=== Texto de leitura ===
O
processo para conseguir a cidadania italiana sofreu diferentes mudanças
em 2022. Desde o final de junho, o critério de definição da competência
passou a ser cidade de origem do Dante Causa (ascendente italiano
nascido na Itália) do(s) autor(es) da ação. Portanto, o foro competente
passou a ser o Tribunal da cidade capital da região de origem
(“capoluogo regionale”), e não mais exclusivamente o Tribunal de Roma,
como acontecia até então.
Esta
descentralização da competência dos Tribunais, que chegou com a
promessa de trazer uma celeridade importante ao julgamento dos
processos, pode fazer com que haja decisões de entendimentos variados
sobre uma mesma questão, o que já não acontecia no Tribunal de Roma. O
objetivo principal da reforma, de acordo com o Ministério da Justiça
Italiana, é diminuir em 40% os tempos processuais, facilitando a vida
dos requerentes.
Contudo,
paralelamente à essa mudança processual, há alguns meses havia ganhado
espaço, no âmbito judicial, a tese da Grande Naturalização. Tal tese
acabou sendo considerada um imbróglio jurídico que acabava por
atrapalhar os planos imediatos de algumas famílias que possuem uma
árvore genealógica datada do século 19, e construir um panorama jurídico
de incertezas.
=== Registros fornecidos ===
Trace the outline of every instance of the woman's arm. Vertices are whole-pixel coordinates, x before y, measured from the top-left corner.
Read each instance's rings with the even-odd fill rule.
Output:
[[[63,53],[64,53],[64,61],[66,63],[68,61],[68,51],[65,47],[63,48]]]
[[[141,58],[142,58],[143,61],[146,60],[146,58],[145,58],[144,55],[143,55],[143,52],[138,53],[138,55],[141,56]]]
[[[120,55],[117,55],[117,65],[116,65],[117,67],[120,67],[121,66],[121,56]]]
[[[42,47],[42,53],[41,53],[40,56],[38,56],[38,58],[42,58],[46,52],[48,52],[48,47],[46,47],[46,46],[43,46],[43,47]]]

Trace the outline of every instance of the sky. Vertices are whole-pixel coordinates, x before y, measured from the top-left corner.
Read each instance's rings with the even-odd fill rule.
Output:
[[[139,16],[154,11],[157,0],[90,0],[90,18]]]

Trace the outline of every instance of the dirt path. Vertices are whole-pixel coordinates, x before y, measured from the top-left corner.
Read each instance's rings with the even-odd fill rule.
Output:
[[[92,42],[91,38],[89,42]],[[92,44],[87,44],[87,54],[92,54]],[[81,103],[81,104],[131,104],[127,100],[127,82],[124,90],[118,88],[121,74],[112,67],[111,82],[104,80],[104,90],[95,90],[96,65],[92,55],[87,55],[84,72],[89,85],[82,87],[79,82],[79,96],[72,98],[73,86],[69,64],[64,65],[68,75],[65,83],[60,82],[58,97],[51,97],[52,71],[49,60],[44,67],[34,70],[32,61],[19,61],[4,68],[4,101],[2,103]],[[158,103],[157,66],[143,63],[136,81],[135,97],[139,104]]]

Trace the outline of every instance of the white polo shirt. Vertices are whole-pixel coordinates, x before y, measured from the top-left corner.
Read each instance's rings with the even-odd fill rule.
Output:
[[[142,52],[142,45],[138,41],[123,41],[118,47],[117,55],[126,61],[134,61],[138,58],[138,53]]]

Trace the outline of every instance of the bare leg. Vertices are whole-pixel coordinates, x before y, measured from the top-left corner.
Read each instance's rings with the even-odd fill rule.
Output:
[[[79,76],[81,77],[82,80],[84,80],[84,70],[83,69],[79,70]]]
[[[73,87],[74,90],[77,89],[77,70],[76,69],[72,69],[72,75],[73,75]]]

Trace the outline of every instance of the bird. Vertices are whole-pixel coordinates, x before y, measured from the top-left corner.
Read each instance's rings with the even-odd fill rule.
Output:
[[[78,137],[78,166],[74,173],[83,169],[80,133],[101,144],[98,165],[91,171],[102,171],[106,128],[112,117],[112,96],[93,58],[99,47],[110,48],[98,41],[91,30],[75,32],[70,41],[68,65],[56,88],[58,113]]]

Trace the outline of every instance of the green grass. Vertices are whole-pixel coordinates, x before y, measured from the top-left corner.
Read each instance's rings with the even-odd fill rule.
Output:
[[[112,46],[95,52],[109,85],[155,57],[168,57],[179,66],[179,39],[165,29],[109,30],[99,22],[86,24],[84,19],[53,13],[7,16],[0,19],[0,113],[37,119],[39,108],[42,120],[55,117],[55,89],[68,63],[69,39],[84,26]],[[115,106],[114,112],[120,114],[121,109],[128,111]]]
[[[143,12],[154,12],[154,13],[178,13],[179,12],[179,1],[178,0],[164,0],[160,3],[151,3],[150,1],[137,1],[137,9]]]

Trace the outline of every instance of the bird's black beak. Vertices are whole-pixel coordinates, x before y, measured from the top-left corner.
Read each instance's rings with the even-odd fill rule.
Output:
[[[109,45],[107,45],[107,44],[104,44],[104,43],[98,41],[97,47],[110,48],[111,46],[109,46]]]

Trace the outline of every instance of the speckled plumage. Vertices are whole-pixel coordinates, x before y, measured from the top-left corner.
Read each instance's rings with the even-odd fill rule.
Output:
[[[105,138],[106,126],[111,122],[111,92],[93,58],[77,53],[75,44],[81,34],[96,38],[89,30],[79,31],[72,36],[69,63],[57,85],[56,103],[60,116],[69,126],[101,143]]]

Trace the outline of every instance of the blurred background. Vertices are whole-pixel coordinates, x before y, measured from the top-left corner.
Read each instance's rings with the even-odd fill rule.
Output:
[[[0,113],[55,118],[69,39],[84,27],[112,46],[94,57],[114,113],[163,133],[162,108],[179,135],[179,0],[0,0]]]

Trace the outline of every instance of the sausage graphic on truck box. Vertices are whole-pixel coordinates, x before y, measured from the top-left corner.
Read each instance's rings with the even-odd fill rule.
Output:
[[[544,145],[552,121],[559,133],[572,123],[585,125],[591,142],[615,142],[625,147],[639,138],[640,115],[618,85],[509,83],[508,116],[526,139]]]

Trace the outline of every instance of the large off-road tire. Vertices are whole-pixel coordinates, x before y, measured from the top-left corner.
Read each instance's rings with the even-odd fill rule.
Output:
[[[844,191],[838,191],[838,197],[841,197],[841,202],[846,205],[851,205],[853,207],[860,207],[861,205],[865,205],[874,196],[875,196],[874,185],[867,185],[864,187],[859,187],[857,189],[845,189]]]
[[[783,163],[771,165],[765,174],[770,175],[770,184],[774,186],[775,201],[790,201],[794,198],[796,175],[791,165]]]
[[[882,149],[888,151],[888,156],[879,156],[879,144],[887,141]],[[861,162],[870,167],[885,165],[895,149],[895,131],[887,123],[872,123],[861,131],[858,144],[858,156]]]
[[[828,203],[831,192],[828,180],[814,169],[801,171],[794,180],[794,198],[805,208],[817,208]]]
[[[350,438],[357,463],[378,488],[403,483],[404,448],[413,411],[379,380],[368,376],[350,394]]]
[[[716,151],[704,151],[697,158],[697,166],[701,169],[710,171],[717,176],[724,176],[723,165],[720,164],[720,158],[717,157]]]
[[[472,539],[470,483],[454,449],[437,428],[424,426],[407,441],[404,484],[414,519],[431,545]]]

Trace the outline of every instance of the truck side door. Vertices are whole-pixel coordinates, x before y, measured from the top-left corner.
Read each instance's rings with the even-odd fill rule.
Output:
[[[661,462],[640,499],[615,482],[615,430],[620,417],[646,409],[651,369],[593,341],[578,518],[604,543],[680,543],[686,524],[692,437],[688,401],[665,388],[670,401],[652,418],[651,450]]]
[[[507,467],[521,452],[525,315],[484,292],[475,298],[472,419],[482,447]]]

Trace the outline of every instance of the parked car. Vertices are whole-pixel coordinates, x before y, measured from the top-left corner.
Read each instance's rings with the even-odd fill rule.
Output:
===
## Enunciado da tarefa
Responda com base no texto sobre a cidadania italiana:
(a) Desde quando a cidade de origem do Dante Causa passou a definir a competência?
(b) Em quantos por cento o Ministério da Justiça Italiana pretende diminuir os tempos processuais?
(c) Que tese havia ganhado espaço no âmbito judicial alguns meses antes?
Os registros são um material à parte, independente do texto.

## Resposta
(a) Desde o final de junho.
(b) Em 40%.
(c) A tese da Grande Naturalização.